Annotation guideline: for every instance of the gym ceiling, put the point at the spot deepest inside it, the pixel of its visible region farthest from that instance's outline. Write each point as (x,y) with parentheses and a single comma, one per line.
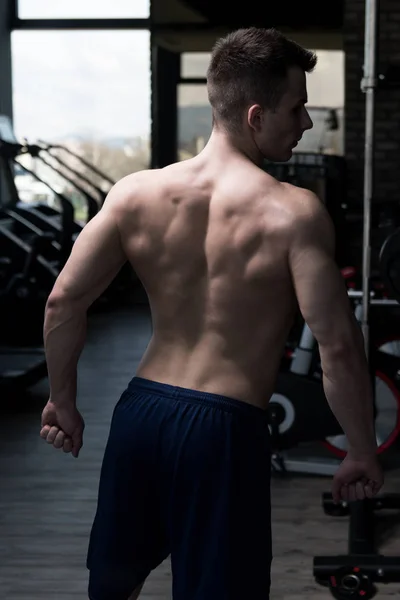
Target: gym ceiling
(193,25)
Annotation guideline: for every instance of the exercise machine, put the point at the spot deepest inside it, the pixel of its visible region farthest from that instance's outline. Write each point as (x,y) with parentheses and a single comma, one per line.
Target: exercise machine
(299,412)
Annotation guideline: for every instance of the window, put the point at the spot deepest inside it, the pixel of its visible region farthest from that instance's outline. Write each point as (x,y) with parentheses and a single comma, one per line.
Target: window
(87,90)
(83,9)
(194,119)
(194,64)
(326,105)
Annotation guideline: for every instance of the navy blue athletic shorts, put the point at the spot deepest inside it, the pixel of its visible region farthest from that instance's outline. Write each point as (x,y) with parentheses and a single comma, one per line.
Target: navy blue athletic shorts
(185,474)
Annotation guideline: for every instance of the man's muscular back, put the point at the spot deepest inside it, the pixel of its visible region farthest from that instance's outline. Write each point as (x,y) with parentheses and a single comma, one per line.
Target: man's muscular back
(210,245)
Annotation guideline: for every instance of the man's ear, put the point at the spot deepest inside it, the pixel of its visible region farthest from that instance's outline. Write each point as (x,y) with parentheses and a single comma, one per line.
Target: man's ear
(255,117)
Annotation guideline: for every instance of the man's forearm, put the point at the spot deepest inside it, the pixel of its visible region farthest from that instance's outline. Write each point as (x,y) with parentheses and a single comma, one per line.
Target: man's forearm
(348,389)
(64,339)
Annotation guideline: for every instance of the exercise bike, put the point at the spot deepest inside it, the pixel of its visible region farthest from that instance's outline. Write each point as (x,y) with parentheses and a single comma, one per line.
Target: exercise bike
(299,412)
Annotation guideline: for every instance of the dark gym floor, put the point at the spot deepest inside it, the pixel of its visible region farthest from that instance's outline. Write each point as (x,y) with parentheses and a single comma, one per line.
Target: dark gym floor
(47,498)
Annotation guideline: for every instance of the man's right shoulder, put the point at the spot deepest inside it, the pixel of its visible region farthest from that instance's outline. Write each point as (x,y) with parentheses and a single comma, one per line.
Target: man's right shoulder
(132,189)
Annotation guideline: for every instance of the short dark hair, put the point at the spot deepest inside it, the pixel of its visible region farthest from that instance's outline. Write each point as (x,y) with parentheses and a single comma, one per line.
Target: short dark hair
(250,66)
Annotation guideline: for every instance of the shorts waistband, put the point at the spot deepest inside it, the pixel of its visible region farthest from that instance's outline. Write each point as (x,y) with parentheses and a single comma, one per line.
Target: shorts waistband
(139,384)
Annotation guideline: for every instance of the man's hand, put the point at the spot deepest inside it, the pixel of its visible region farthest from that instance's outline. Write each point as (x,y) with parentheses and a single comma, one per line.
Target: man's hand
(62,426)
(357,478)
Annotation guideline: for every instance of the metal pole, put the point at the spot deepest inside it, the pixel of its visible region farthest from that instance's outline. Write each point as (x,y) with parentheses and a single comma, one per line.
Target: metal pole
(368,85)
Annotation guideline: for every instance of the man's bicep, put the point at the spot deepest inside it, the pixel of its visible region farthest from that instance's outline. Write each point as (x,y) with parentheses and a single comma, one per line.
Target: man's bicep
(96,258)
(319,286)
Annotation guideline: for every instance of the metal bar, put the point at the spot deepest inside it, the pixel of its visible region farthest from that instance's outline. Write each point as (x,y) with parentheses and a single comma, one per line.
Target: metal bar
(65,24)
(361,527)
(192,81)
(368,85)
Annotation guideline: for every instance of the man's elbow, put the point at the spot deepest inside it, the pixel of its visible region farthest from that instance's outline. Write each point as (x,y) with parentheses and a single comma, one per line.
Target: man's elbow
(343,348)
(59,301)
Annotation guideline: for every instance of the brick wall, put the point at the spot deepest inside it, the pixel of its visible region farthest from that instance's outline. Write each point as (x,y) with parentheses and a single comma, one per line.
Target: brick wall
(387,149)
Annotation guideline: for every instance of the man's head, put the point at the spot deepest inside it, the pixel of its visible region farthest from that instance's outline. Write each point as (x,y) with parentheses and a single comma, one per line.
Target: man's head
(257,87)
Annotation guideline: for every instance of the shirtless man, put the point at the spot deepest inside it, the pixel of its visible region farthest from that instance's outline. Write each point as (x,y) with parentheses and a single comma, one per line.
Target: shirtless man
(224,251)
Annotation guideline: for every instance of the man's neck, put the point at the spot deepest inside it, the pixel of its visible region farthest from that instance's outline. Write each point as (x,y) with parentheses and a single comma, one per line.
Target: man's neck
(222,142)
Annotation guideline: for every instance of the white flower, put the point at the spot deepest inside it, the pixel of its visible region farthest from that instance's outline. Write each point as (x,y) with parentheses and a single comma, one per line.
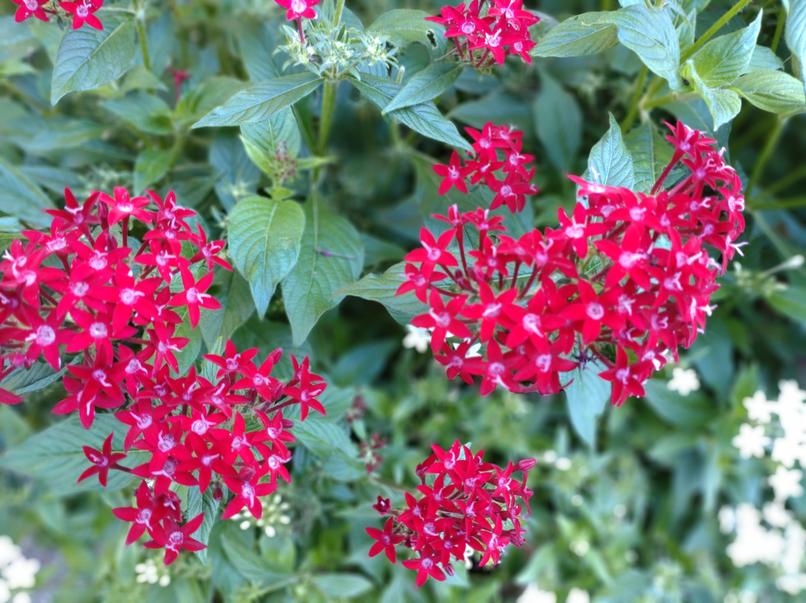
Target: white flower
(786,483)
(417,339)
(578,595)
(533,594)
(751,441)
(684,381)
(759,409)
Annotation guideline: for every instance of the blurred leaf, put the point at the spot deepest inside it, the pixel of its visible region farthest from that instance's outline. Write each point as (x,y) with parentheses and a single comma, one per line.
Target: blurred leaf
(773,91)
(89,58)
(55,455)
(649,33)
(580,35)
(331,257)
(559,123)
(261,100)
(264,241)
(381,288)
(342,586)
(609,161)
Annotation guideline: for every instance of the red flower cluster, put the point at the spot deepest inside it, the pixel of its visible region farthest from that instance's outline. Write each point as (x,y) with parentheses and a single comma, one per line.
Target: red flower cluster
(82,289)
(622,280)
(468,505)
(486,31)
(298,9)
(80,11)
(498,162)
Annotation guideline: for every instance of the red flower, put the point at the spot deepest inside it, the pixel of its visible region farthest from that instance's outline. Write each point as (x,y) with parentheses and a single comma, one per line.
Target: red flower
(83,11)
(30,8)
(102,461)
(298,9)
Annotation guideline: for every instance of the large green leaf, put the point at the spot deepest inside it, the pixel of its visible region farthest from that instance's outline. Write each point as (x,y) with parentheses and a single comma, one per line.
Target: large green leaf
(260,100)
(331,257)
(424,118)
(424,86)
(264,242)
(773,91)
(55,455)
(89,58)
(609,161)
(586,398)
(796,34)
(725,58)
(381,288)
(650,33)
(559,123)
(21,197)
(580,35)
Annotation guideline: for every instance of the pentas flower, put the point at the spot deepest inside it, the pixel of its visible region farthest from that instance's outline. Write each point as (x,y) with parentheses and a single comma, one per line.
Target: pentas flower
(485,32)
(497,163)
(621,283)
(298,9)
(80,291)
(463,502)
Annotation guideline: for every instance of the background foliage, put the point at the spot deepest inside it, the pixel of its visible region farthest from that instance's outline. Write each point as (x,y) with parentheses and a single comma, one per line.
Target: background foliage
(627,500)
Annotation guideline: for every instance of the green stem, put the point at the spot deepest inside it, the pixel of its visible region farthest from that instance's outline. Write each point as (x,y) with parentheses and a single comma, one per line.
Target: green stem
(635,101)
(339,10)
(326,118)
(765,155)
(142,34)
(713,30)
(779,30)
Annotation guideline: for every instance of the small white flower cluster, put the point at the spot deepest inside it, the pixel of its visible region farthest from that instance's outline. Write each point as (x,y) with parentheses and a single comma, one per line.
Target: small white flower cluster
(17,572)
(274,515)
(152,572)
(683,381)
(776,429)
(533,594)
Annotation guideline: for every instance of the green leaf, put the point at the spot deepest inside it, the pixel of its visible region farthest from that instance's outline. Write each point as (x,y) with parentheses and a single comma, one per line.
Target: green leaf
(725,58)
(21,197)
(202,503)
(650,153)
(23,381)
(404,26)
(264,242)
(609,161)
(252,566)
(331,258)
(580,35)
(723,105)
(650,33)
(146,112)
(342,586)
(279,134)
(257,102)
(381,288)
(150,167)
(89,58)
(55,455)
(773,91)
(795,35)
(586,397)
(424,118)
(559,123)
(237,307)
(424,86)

## AIM
Update the items from the line containing "Annotation guideline: for every instance of the small" through the end of the items, replacing "green leaf" with "leaf" and leaving everything else unchanged.

## COMPLETE RESPONSE
Annotation guideline: for every instance of the small white flower cluster, put the point at the spot deepest inside it, the pixel of its visible region farthest from that instance's outline. Write each point as (x,y) with parentheses and a single comma, one per line.
Target: small white flower cluster
(17,572)
(274,515)
(152,572)
(683,381)
(776,429)
(533,594)
Annotation guideline: for every instance of the leaf, put the point at the spot deepest inside it, the pixel of its visible region farthest from that instance's outline. Write each point as (x,y) with parentheses and a single comma, one per line.
Target: leaf
(725,58)
(21,197)
(202,503)
(650,153)
(23,381)
(404,26)
(264,242)
(609,161)
(252,566)
(331,258)
(580,35)
(723,105)
(650,33)
(146,112)
(342,586)
(279,134)
(257,102)
(381,288)
(150,167)
(89,58)
(55,455)
(773,91)
(795,35)
(586,397)
(424,118)
(559,123)
(237,307)
(424,86)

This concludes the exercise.